**SET EXERCISE:**
Reproduce verbatim the part of the entries below that opens with the line containing "Flashcard Front: What region of the image contains the lake" and closes with the line containing "367,97,385,110", including both of those lines.

**RECORDS PROVIDED:**
....................
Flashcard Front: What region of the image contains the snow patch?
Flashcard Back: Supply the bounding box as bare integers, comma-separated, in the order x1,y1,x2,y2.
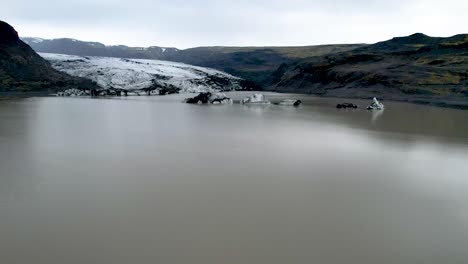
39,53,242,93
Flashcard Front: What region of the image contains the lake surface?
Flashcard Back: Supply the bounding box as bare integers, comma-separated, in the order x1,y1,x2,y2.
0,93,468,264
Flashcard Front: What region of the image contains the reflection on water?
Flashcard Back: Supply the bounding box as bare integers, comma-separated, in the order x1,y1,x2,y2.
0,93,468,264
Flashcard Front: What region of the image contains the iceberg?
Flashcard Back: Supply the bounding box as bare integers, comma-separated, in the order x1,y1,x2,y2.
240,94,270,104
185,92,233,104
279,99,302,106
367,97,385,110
....................
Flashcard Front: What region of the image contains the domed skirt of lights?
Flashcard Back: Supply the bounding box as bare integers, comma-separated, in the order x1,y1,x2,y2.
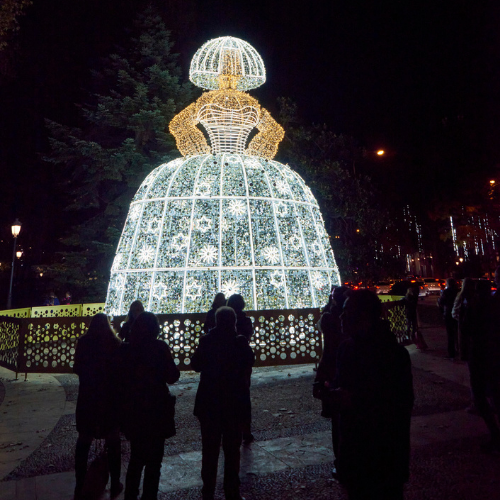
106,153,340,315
....................
**EXERCISE RESULT:**
Flashcard Front: What region of the image contains the lake surface?
Flashcard Back: Supply the bounding box as bare integers, comma-separated, in the order x1,y1,x2,y2.
0,93,468,264
Flashcard Front: What region of the image contains the reflection on water?
Flashcard Back: Supply the bounding box as bare integers, comma-separated, in the order x1,y1,x2,y2.
0,93,468,264
Flashcard Front: What region of the image contains the iceberg?
Flashcard Back: Supply the bounding box as bare integers, comma-separated, in the order x1,y1,x2,y2.
240,94,270,104
185,92,233,104
279,99,302,106
367,97,385,110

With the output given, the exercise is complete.